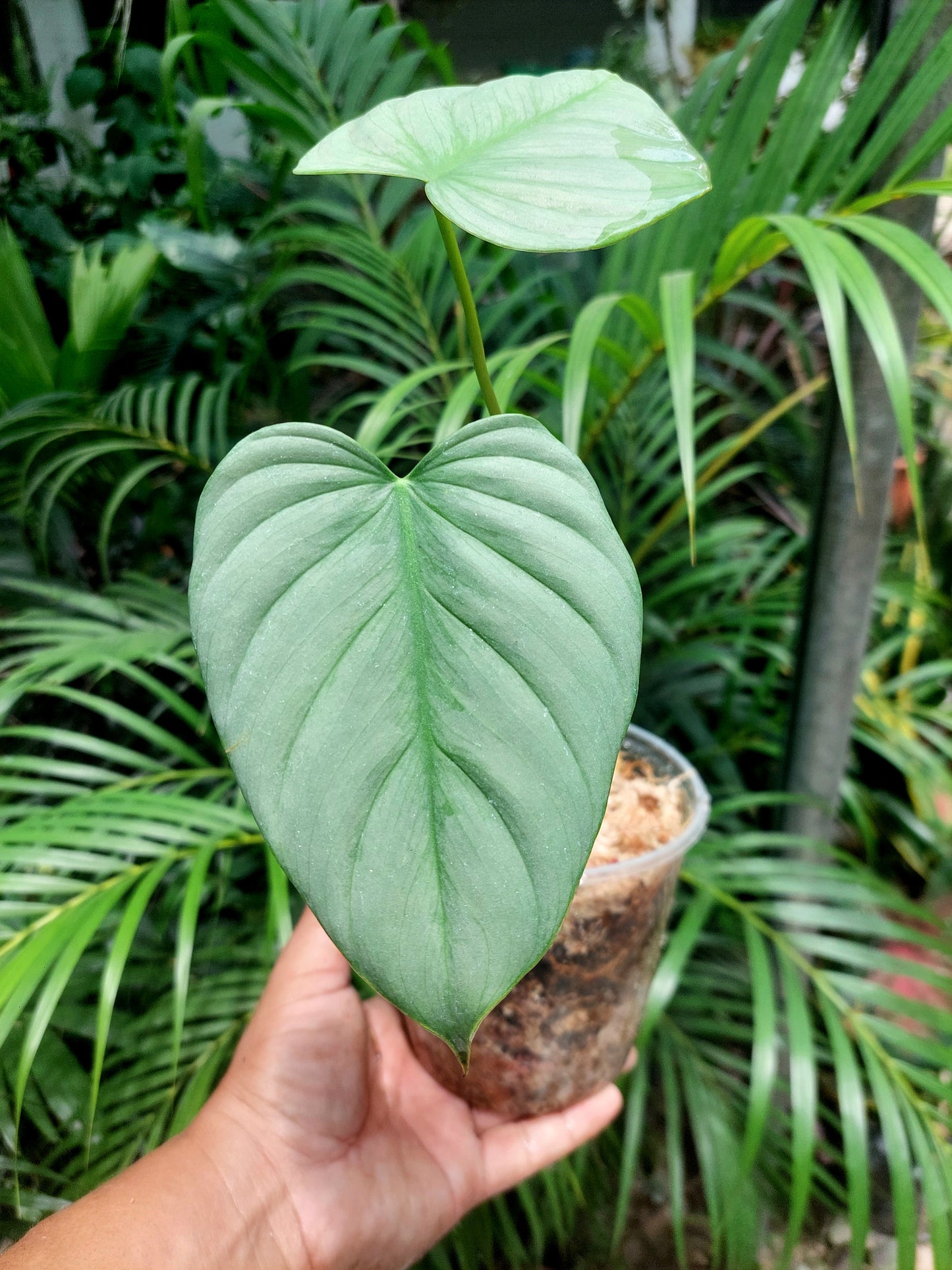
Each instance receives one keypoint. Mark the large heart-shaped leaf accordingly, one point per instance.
(422, 685)
(551, 163)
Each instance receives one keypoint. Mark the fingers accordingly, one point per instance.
(309, 956)
(512, 1152)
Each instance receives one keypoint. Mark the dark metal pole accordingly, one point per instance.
(847, 546)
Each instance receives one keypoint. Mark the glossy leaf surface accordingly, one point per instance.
(423, 685)
(551, 163)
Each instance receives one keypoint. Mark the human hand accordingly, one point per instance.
(325, 1147)
(376, 1160)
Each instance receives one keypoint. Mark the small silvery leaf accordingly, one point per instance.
(551, 163)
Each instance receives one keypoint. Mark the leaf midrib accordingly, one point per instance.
(420, 644)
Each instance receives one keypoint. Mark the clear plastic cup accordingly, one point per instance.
(567, 1027)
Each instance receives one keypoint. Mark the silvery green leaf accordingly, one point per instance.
(551, 163)
(422, 685)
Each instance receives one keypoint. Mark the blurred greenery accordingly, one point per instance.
(179, 289)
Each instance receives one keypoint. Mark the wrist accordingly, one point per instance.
(256, 1217)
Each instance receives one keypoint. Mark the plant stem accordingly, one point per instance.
(472, 323)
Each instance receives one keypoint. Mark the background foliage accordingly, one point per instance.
(177, 293)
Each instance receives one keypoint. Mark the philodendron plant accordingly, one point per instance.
(423, 681)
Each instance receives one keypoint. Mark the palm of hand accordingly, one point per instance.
(376, 1159)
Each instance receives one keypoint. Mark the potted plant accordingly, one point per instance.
(423, 681)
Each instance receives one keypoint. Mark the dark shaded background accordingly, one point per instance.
(483, 34)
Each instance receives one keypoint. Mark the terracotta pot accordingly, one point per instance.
(568, 1026)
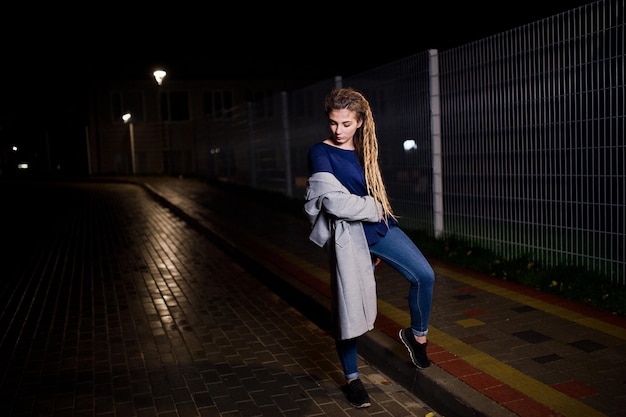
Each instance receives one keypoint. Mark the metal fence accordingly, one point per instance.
(516, 142)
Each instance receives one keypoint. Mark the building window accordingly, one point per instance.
(263, 103)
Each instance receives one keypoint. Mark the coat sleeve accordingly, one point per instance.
(325, 193)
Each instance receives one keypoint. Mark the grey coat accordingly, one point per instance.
(336, 215)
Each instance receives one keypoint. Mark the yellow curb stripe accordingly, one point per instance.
(534, 389)
(561, 312)
(508, 375)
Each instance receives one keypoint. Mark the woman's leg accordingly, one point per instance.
(347, 351)
(399, 251)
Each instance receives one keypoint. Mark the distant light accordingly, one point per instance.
(409, 144)
(159, 75)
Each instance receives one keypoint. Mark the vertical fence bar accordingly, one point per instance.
(435, 123)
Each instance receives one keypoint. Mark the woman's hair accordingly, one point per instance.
(365, 141)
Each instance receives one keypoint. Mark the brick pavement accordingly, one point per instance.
(114, 306)
(498, 349)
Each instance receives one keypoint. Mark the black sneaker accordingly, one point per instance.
(355, 391)
(417, 351)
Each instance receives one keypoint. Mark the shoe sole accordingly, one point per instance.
(408, 348)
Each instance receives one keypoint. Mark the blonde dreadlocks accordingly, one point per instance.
(365, 141)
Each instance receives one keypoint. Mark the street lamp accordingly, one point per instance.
(159, 75)
(128, 119)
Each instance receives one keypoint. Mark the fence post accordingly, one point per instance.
(285, 113)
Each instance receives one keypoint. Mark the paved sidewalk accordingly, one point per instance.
(111, 306)
(498, 349)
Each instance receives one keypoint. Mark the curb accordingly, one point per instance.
(443, 392)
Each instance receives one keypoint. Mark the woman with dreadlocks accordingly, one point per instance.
(350, 214)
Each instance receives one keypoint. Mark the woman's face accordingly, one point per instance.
(343, 124)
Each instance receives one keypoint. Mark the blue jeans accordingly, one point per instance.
(398, 250)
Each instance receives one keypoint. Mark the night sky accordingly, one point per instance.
(48, 56)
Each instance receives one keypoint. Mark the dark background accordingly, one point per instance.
(50, 53)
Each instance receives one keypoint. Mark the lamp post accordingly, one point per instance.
(128, 119)
(159, 76)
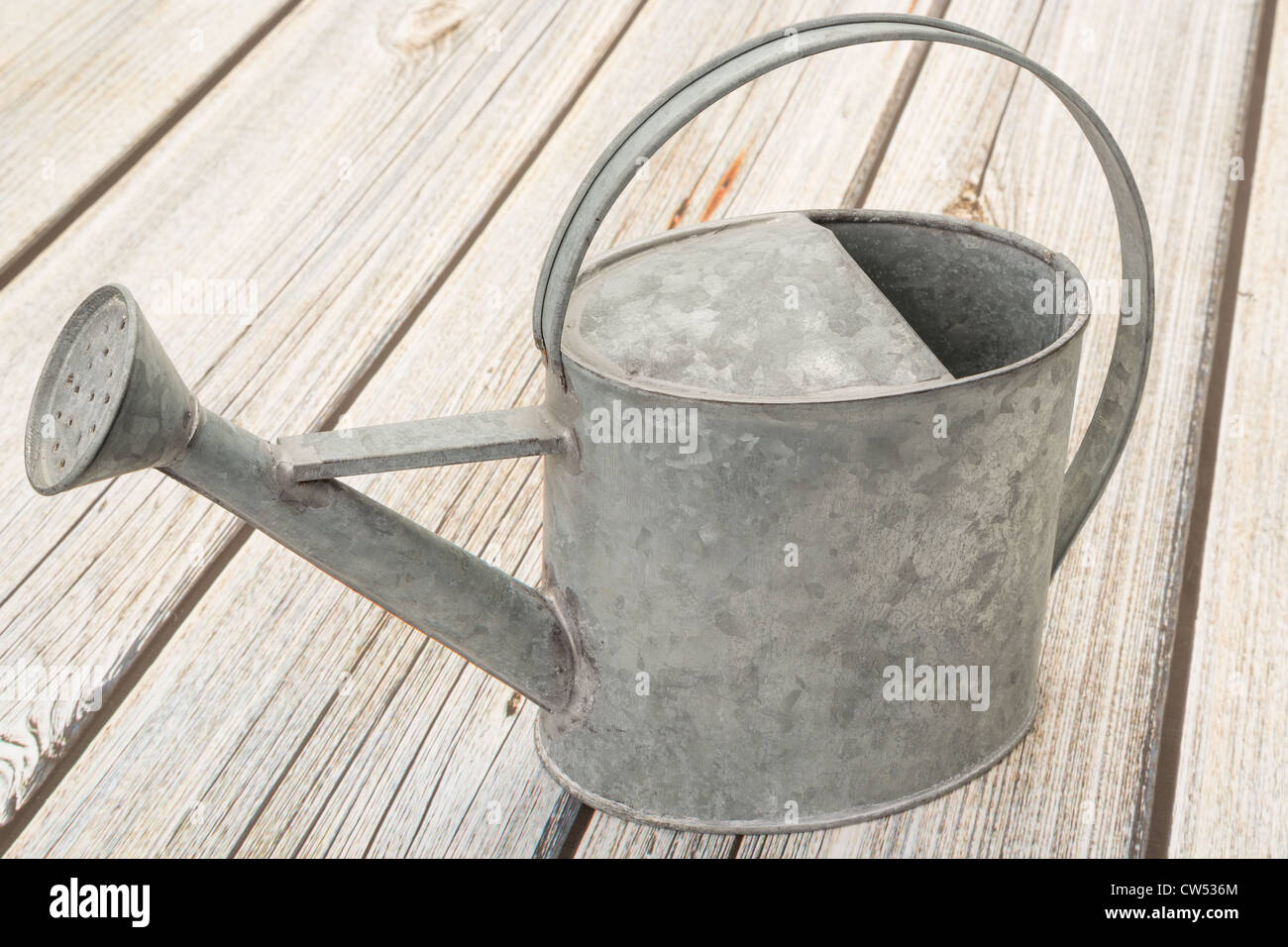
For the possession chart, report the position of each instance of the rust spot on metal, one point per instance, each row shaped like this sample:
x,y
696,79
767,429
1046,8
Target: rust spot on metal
x,y
678,217
722,187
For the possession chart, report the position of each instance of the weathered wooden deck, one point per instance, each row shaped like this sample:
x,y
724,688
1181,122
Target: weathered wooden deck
x,y
384,176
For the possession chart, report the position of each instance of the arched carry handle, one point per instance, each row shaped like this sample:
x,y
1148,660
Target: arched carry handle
x,y
1100,449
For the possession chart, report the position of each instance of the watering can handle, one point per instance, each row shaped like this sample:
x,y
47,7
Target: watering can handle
x,y
1100,449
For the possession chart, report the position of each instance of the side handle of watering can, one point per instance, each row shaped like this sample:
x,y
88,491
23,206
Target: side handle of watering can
x,y
1104,441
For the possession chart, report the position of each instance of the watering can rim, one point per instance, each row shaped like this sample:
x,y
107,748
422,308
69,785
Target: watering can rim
x,y
604,369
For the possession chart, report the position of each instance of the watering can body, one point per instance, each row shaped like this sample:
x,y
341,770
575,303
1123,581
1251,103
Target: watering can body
x,y
820,607
799,564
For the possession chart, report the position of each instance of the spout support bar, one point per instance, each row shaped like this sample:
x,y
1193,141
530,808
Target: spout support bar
x,y
522,432
478,611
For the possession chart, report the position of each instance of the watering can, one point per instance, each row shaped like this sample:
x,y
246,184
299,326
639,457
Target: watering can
x,y
823,599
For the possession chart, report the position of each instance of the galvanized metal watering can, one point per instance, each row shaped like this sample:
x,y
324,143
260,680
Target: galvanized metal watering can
x,y
822,599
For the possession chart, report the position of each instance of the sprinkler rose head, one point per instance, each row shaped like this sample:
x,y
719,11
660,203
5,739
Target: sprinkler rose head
x,y
108,401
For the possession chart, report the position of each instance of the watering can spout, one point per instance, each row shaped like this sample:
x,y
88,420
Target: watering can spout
x,y
110,402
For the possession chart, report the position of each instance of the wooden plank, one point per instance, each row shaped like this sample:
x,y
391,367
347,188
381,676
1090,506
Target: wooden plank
x,y
612,838
84,85
421,750
336,175
1081,783
1233,774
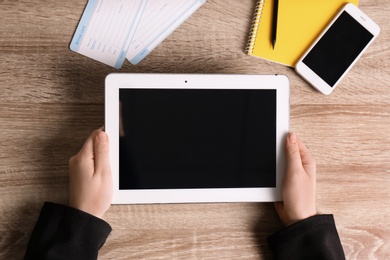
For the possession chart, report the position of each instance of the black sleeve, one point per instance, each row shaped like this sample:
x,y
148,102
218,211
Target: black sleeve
x,y
63,232
312,238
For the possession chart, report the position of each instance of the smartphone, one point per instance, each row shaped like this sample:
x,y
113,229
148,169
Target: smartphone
x,y
339,46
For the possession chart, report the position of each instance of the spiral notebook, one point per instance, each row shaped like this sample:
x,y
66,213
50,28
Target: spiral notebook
x,y
299,24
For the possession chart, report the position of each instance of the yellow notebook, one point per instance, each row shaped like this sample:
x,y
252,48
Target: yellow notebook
x,y
299,24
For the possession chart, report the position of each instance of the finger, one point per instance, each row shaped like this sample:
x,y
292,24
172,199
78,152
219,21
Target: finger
x,y
101,151
308,162
87,150
293,155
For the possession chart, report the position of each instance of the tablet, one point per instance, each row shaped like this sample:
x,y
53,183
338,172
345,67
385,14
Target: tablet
x,y
192,138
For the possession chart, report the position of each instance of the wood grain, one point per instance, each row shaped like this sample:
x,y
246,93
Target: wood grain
x,y
52,98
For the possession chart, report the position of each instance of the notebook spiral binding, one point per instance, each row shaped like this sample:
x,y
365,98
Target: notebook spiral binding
x,y
254,27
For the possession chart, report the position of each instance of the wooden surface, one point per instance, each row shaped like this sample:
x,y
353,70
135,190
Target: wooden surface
x,y
51,99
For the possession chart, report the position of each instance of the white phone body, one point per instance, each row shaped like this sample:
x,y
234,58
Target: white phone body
x,y
338,47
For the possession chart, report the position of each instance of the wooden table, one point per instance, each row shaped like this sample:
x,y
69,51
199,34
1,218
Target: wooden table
x,y
51,99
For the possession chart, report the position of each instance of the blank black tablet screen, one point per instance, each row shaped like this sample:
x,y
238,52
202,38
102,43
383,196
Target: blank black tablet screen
x,y
193,138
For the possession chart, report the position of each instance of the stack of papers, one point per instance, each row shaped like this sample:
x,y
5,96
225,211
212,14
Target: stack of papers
x,y
111,31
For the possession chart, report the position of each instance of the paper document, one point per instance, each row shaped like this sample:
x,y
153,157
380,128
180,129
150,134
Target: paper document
x,y
111,30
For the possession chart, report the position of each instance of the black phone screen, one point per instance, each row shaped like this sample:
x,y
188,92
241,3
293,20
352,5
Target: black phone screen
x,y
338,48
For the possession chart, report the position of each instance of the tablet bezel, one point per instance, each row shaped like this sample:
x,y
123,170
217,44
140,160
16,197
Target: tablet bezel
x,y
117,81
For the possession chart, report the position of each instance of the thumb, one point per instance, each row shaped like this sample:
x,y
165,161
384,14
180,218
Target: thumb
x,y
293,155
101,151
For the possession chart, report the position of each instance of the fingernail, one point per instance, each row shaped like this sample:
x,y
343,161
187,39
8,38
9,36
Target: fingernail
x,y
293,138
102,136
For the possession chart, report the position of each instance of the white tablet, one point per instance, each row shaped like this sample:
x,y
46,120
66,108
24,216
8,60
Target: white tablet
x,y
192,138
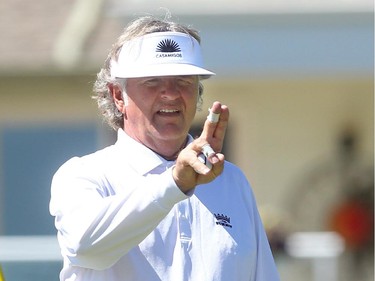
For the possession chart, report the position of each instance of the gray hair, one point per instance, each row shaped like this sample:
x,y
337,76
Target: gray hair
x,y
137,28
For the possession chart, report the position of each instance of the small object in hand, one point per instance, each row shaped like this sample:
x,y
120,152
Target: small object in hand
x,y
208,151
213,117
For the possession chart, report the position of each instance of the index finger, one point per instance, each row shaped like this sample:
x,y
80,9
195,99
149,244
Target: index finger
x,y
214,132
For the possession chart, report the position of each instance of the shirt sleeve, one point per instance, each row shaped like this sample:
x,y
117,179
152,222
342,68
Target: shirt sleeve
x,y
96,229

_____

* **WORK TO DO**
Copy the records word for word from their beginning through the line containing "(512, 1152)", including that line. Leave the pictures out of your copy.

* **WRITTEN ANSWER**
Each instance receives one keypoint. Mark the large heart-shaped leaf accordingly, one point per instance.
(422, 685)
(551, 163)
Each instance receives one keypoint. Mark the fingers accordingly, one point per instance.
(309, 956)
(512, 1152)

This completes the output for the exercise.